* **What to do**:
List all lines of the data that include the string "bark".

* **Source material**:
= = =
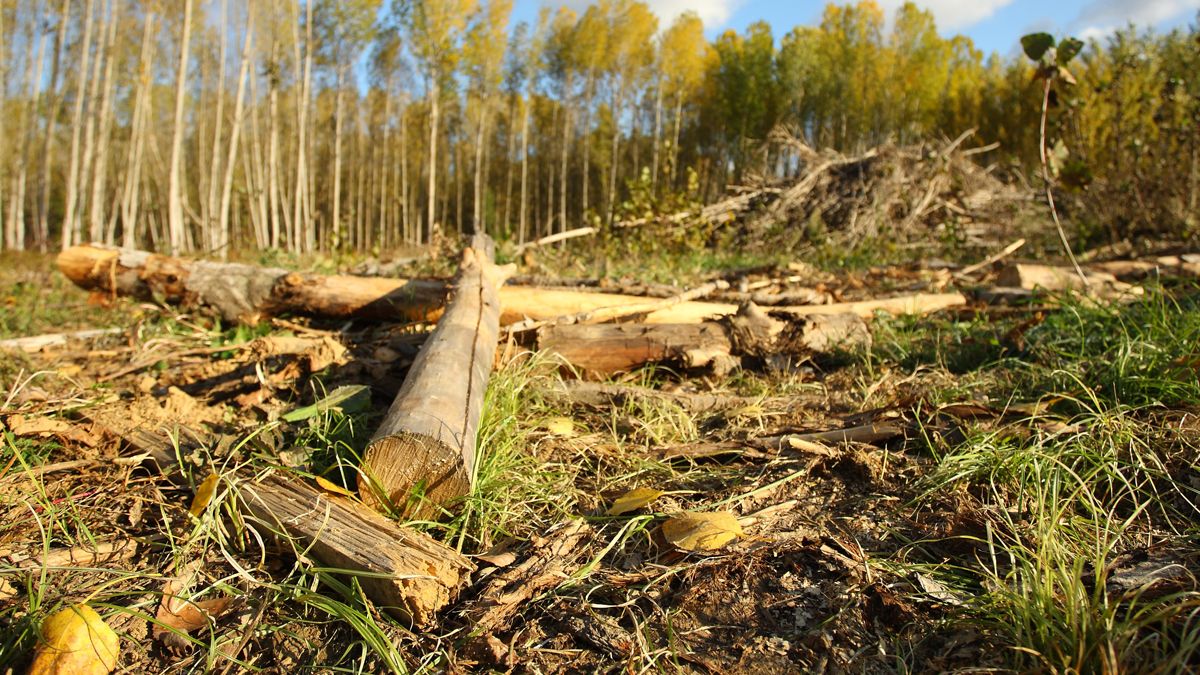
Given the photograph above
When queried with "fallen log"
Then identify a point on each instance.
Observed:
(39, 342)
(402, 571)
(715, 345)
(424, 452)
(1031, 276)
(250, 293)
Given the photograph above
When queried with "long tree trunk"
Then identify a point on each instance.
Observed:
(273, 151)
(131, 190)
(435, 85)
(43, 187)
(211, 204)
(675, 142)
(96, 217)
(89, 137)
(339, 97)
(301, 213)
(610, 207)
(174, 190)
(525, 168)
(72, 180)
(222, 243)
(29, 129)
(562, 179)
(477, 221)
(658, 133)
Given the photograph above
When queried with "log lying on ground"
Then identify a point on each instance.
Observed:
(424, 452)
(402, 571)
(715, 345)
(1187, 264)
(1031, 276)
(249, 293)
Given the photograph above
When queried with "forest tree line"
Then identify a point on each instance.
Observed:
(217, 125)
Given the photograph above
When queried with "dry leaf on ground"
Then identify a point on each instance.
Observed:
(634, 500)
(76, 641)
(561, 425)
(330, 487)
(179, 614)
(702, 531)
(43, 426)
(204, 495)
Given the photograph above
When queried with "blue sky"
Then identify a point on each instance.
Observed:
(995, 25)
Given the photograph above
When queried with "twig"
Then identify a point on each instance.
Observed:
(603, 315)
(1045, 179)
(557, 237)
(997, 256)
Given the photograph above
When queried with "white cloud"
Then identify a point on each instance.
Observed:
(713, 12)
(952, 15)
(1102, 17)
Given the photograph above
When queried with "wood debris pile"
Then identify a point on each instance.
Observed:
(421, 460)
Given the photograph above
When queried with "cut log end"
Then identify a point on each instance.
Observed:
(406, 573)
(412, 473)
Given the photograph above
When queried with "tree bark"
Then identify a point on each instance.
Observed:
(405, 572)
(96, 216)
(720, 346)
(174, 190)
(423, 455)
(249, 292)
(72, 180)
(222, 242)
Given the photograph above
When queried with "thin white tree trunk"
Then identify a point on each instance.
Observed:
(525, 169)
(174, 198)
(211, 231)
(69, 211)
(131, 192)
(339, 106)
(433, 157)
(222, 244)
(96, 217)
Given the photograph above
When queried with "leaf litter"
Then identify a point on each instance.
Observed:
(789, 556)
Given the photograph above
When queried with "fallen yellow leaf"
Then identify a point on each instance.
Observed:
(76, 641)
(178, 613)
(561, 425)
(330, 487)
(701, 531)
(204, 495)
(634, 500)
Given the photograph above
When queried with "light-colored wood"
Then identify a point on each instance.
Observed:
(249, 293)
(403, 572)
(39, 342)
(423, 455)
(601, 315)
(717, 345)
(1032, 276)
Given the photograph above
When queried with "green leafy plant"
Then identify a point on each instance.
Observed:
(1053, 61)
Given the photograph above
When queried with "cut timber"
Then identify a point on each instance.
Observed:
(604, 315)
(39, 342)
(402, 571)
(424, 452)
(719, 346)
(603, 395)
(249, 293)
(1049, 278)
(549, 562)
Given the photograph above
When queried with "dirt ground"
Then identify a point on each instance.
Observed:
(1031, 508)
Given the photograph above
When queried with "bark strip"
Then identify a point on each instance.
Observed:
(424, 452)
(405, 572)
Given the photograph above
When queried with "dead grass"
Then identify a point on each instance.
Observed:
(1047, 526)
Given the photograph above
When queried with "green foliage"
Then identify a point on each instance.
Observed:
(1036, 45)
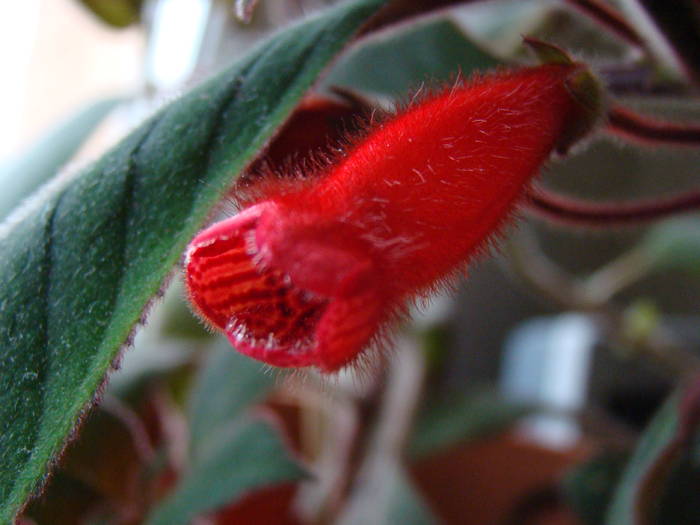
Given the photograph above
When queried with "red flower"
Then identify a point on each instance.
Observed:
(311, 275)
= = =
* **Result of this exercise**:
When queried with "tree bark"
When queried with "bark strip"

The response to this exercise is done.